__Document extract__.

Earned it we have...
May 4, 2022
9,825
This is going to be a long and rambling post. Thanks for reading if you have the time...

I don't know whether it's a generation thing, an individual thing- or, I'm just lazy maybe! I notice it between my Dad and me though. It's not just an obligation to keep living- which I do actually feel for now- for his sake. It's about ALL elements in life. He'll often use the phrases 'I'm doing this or that because it has to be done' or 'I've got no choice.' Usually it's things he doesn't want to do- his work life was intense and stressful. He's always working (and complaining) about working on the house or the garden. There IS always a choice though. I just think some people feel more obligated to do things than others.

He had/has a very strong work ethic. So do I- or, I did anyhow. My line of work is so precarious though- freelance creative and I know I don't quite have the energy now, the talent, the willingness to travel, or the confidence to pull it off successfully. I know I'm going to need to find some other shitty job soon. All I get though is: 'Well- I hated my job and I did it for years.' Like- that's what you just accept and do. I know I'm going to have to as well- because I don't want to financially leach off of him. It's not that he wouldn't support me but I'd feel guilty and truthfully- he'd make me feel guilty!

I suppose it's fair enough. I'm an adult- 43. I'm able to work. I've actually been fortunate in some ways with inheritance that went on education. I know what I SHOULD be doing. I suppose I'm just feeling less and less obligation though.

__Provided records__.
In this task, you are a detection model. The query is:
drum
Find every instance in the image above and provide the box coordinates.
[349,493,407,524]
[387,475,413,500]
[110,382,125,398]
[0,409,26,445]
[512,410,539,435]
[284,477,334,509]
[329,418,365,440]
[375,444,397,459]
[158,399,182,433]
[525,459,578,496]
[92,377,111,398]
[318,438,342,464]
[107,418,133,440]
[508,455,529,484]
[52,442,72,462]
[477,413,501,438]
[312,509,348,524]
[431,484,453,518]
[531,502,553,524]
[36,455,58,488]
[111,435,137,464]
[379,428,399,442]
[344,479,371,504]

__Task goal__.
Copy out the entire post about work and obligation word for word.

__Completed exercise__.
Earned it we have...
May 4, 2022
9,825
This is going to be a long and rambling post. Thanks for reading if you have the time...

I don't know whether it's a generation thing, an individual thing- or, I'm just lazy maybe! I notice it between my Dad and me though. It's not just an obligation to keep living- which I do actually feel for now- for his sake. It's about ALL elements in life. He'll often use the phrases 'I'm doing this or that because it has to be done' or 'I've got no choice.' Usually it's things he doesn't want to do- his work life was intense and stressful. He's always working (and complaining) about working on the house or the garden. There IS always a choice though. I just think some people feel more obligated to do things than others.

He had/has a very strong work ethic. So do I- or, I did anyhow. My line of work is so precarious though- freelance creative and I know I don't quite have the energy now, the talent, the willingness to travel, or the confidence to pull it off successfully. I know I'm going to need to find some other shitty job soon. All I get though is: 'Well- I hated my job and I did it for years.' Like- that's what you just accept and do. I know I'm going to have to as well- because I don't want to financially leach off of him. It's not that he wouldn't support me but I'd feel guilty and truthfully- he'd make me feel guilty!

I suppose it's fair enough. I'm an adult- 43. I'm able to work. I've actually been fortunate in some ways with inheritance that went on education. I know what I SHOULD be doing. I suppose I'm just feeling less and less obligation though.